#### [EXERCISE REQUIREMENTS]
Retype each line below without a single alteration.

#### [DATA FOR THIS EXERCISE]
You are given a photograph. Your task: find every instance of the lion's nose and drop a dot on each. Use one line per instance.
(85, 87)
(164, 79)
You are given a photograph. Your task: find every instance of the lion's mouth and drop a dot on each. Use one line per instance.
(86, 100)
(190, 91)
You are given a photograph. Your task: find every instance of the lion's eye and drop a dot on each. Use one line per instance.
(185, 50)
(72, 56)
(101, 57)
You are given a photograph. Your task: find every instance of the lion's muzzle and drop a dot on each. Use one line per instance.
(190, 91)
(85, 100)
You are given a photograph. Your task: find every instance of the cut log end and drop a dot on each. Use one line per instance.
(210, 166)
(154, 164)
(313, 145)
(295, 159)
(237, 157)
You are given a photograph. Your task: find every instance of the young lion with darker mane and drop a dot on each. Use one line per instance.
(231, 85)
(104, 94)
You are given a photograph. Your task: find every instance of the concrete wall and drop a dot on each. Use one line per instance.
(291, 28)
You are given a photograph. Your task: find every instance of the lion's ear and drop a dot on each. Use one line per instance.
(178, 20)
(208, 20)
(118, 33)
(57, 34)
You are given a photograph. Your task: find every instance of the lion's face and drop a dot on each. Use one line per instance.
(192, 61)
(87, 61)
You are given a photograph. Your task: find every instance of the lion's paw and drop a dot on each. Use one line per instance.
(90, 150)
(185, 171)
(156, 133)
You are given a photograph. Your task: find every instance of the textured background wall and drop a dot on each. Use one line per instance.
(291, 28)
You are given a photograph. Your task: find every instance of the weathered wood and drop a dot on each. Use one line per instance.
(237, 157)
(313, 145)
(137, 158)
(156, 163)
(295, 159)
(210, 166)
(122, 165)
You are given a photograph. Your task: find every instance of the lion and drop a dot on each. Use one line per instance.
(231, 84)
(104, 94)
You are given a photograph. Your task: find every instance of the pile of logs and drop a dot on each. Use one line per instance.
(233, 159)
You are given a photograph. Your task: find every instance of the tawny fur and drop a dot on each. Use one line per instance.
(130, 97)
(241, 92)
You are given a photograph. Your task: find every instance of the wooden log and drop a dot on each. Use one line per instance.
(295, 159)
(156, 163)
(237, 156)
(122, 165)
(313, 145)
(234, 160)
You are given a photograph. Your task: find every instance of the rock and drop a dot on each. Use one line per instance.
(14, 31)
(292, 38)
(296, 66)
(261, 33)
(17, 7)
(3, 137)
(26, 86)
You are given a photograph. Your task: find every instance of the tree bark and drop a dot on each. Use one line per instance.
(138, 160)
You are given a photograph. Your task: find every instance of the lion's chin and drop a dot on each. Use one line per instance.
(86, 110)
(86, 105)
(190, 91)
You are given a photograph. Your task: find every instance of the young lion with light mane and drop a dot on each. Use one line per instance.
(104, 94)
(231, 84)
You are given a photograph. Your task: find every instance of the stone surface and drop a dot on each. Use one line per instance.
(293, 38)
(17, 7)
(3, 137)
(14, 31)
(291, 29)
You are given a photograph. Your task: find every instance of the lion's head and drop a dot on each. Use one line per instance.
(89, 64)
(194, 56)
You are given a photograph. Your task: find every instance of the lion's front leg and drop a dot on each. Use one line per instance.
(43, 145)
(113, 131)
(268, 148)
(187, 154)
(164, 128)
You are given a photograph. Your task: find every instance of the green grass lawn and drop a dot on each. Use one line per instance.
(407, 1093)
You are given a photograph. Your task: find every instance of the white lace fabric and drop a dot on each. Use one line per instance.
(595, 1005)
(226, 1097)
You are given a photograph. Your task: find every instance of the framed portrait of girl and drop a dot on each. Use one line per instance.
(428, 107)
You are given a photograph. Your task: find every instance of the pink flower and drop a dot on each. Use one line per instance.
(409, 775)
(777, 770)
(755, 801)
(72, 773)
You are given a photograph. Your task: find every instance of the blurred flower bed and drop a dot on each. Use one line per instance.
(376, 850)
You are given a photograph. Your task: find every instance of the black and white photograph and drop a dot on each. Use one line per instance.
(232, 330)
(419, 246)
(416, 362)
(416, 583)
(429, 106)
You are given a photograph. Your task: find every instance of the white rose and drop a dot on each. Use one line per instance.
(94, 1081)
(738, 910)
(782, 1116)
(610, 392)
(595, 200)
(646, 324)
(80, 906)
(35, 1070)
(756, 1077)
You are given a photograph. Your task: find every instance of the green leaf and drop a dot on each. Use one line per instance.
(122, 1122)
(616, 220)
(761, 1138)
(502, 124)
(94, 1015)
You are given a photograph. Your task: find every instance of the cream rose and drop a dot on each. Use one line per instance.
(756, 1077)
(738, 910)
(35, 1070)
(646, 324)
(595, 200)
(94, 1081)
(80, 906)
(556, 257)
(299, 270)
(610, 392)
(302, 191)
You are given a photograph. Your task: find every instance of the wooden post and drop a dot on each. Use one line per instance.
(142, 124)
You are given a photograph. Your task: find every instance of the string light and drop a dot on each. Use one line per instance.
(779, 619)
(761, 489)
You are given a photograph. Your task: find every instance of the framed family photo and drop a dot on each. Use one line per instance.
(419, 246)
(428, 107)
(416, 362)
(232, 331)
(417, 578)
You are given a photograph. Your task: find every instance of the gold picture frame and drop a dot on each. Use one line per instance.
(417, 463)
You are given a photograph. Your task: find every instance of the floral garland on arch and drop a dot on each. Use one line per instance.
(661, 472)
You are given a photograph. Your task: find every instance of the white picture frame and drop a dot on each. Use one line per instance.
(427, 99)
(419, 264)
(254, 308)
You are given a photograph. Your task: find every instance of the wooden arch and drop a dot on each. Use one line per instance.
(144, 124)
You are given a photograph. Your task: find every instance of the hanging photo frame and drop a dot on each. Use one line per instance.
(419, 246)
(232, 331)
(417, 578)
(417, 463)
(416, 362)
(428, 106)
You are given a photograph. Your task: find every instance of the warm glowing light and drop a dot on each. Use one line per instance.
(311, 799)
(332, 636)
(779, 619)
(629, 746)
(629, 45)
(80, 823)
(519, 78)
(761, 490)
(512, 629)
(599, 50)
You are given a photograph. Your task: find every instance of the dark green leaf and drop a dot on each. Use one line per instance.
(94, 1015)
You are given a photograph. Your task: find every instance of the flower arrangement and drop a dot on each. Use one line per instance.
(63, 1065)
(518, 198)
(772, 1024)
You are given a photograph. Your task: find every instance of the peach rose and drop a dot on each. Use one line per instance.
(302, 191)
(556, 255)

#### [RESPONSE TO THIS EXERCISE]
You are given a photograph. Your task: find every instance of the lion's nose and drop a dot on each. Use one line per instance.
(85, 87)
(164, 79)
You are given a photograph. Your task: find every instance of the lion's mouth and drop a dot on each. Use one line per instance.
(86, 100)
(190, 91)
You are given a photograph. Your task: find every instance of the lion's eye and drop a dot on each. Use one line per instance.
(185, 50)
(72, 56)
(101, 57)
You are given a photograph. Your task: find every instance of the lion's muzzle and drop a dot on each. Use one line per instance.
(190, 91)
(85, 100)
You are given a photograph. Your task: find every instance of the cut log end and drop a dot on each. Use one line per instance.
(210, 166)
(154, 164)
(313, 145)
(295, 159)
(237, 157)
You are given a photograph. Your task: find every instance of the young lion with darker mane and drop a dot on each. Use one line per instance.
(231, 85)
(104, 94)
You are given a photograph. Your task: find every instance of the concrete wall and drop a dot on each. Use one line per instance.
(291, 28)
You are given a photograph. Your task: find every instance of the lion's ear and drop a dot on each. Use one line per instance.
(178, 20)
(208, 20)
(118, 33)
(57, 34)
You are given a photograph. Your task: find every instance of the lion's face and drop a dot on each. Use one line per instance.
(192, 61)
(87, 61)
You are given a photograph. Your task: find every instance of the lion's paw and drop a dot on each. Use one line per instance.
(90, 150)
(185, 171)
(156, 133)
You are given a photograph. Your task: find every instance of the textured background wall and drop a dot on each. Use one line per instance.
(291, 28)
You are given a photograph. Your task: find every instance of the weathered wood and drop a dot on each. Use one line per instance.
(237, 157)
(313, 145)
(137, 158)
(156, 163)
(295, 159)
(210, 166)
(122, 165)
You are given a photograph. Your task: find every instance of the lion and drop a dot on each. Use one line per instance.
(231, 84)
(104, 94)
You are given a photograph. Your task: find every instance of the pile of logs and drop a dot on each. Use one line per instance.
(233, 159)
You are given a photograph. Your task: find every instance of the tawny fur and drop a dot on each. Use one line per instance.
(130, 97)
(241, 92)
You are given a photograph. Your task: find every instance of the wooden log and drop a dot on each. Use one line per instance.
(295, 159)
(156, 163)
(237, 156)
(122, 165)
(313, 145)
(234, 160)
You are given a photograph. Your task: find every instance of the rock and drop a dot on each. Use one line per instance.
(14, 31)
(292, 38)
(296, 66)
(261, 33)
(17, 7)
(3, 137)
(26, 86)
You are given a photograph. Your task: find every instance of the tree bark and drop a dot on each. Use one line per instance.
(138, 160)
You are given a photograph. Your task: find every instance of the lion's chin and drop a dot on each. Use one line per instance.
(86, 110)
(86, 105)
(190, 91)
You are given a photograph. Your task: find every instance of the young lion with light mane and drop a dot on each. Use one line per instance.
(104, 94)
(231, 84)
You are given a photograph. Your task: find every instance of the stone surface and drop a dot on each. Use one line per instance.
(293, 38)
(17, 7)
(3, 137)
(14, 31)
(291, 29)
You are given a photograph. Your task: find every instance of the lion's head and drop a dot on each. Use one line per instance.
(89, 64)
(194, 56)
You are given a photograph. Your task: find every instance of the lion's front leg and drop a dot on each. Use one line per instance.
(43, 145)
(113, 131)
(268, 148)
(187, 154)
(164, 128)
You are given a photograph. Your task: find every instance of the green grass lawn and drop a dot on each. Use one line per instance.
(407, 1093)
You are given a photograph. Your task: find every instance of the white lace fabric and drop a dot on each. Use one line per instance.
(595, 1005)
(226, 1097)
You are given a photograph. Your task: find every instance of the framed portrait of girl and drop a dot on each. Use one line per instance.
(428, 107)
You are given a photograph. Your task: find every instance of the pink flower and drop a dot on each. Use one line per instance.
(409, 775)
(777, 770)
(755, 801)
(72, 773)
You are given a photograph. Your task: find every instance of the blurred flower bed and drop a dot on each. Use one line per instance.
(376, 850)
You are given a photograph. Your task: find every instance of the black and white photograph and drop a dot on each. Use one line per instance.
(232, 330)
(419, 246)
(416, 362)
(416, 583)
(429, 106)
You are given a photograph. Your task: find every instance of the white rose and drop a dot on each. Use one line per instance.
(94, 1081)
(738, 910)
(782, 1116)
(610, 392)
(595, 200)
(646, 324)
(80, 906)
(35, 1070)
(756, 1077)
You are given a photograph. Your task: find every instance of the green leaf and drop a dot on each. Use one line per instance.
(122, 1122)
(616, 220)
(761, 1138)
(502, 124)
(94, 1015)
You are given a photograph. Your task: find every instance of the cream rose and drop a dot on each. Use one line per instance.
(756, 1077)
(738, 910)
(35, 1070)
(646, 324)
(595, 200)
(94, 1081)
(80, 906)
(556, 257)
(299, 270)
(610, 392)
(302, 191)
You are given a photograph. Your task: find every instance of the wooden post and drop a dot on each. Use one line per instance.
(142, 124)
You are given a photograph. Your task: find every instance of the string light and drop a dot on each. Use one line per instance.
(779, 619)
(761, 489)
You are given a photograph. Your task: find every instance of the framed family photo and drop a dot on each. Use one line per instance.
(419, 246)
(428, 107)
(416, 362)
(232, 331)
(417, 578)
You are given a photograph. Your task: find every instance of the gold picture frame and drop a dot on each. Use one line per instance.
(417, 463)
You are given a photograph. Your task: find every instance of the floral garland on arch and drop a dot on each. Use one line per instance.
(661, 472)
You are given a photograph. Your task: find every instance of the white picture frame and drop a dot on each. Use one line per instance.
(427, 99)
(419, 264)
(254, 308)
You are given a photograph. Your task: find every instance of the wooden arch and drop a dot on each. Use one line per instance.
(144, 124)
You are given a photograph. Your task: find every instance of the hanging photo frame and drop a dot on each. Use one line per instance.
(419, 246)
(232, 331)
(417, 578)
(417, 463)
(416, 362)
(428, 106)
You are given a photograph. Your task: find every instance of the warm glowing light and drop a dot on each. Use one line per instance.
(311, 799)
(332, 636)
(779, 619)
(629, 746)
(629, 45)
(80, 823)
(519, 78)
(761, 490)
(512, 629)
(599, 50)
You are given a photograph. Your task: find every instance of the dark green leaf and drop a dot on each. Use one line per instance.
(94, 1015)
You are given a photograph. Your task: find every instance of the flower arrangement and drop a dot on each. Use one line per instance.
(63, 1065)
(518, 198)
(772, 1024)
You are given a photograph. Your task: find every instance of the peach rose and drop a dot on each. Use one line per instance.
(302, 191)
(556, 255)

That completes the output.